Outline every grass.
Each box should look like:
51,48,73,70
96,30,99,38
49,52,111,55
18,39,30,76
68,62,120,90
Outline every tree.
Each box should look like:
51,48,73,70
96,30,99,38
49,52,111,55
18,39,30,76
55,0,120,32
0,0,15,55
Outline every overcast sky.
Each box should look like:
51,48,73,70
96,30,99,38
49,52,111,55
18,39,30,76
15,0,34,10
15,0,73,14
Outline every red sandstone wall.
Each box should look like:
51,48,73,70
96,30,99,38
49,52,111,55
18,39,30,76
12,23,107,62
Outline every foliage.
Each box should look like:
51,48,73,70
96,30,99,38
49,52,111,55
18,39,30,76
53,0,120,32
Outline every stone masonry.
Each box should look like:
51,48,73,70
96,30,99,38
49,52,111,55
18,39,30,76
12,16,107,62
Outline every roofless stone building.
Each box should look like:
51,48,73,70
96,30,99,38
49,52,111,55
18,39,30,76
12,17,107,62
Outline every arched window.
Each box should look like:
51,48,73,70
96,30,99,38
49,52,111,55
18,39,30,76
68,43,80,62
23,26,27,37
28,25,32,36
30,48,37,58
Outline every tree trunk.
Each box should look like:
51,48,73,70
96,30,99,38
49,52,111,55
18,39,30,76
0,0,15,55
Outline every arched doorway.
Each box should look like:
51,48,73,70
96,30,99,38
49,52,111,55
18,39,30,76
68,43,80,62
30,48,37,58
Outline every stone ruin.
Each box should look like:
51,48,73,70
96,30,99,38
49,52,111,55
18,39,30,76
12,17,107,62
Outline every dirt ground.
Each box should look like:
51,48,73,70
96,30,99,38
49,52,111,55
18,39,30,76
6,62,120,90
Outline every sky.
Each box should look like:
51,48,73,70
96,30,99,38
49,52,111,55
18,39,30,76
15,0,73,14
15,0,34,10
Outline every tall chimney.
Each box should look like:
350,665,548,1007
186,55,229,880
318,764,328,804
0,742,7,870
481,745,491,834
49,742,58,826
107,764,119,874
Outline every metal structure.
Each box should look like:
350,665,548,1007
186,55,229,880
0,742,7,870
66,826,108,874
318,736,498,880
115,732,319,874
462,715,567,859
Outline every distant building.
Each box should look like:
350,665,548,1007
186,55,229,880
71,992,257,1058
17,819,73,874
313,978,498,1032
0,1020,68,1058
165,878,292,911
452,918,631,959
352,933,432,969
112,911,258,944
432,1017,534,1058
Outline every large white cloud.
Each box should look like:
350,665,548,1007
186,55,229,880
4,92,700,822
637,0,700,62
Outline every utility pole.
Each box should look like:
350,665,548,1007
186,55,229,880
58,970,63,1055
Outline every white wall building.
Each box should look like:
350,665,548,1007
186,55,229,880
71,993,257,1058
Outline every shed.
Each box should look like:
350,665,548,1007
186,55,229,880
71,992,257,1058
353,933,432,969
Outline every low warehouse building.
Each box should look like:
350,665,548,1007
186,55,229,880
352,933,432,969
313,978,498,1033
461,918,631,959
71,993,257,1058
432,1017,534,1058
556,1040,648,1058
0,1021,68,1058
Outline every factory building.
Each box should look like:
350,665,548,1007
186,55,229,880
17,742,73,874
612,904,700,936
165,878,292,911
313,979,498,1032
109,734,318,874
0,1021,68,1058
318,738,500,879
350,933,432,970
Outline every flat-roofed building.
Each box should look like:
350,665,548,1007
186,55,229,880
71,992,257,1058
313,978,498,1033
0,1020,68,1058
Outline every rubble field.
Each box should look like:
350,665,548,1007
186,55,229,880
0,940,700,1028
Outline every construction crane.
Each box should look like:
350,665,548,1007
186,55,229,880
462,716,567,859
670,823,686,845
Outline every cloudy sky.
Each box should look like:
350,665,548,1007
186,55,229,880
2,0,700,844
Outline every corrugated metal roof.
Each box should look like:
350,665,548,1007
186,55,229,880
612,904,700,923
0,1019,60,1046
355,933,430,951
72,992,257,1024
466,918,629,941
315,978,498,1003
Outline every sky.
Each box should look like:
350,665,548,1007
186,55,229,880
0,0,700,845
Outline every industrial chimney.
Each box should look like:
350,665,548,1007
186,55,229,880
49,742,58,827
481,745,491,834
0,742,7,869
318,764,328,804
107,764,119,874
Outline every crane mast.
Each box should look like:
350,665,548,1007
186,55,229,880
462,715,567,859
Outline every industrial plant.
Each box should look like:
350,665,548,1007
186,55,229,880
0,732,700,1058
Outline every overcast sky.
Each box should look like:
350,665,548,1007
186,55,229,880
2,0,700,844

--

▸ **Task requirements**: How many lines in the records above contain the string "crane"? Case matters, and the answer should be the number alone.

▸ **Solution**: 2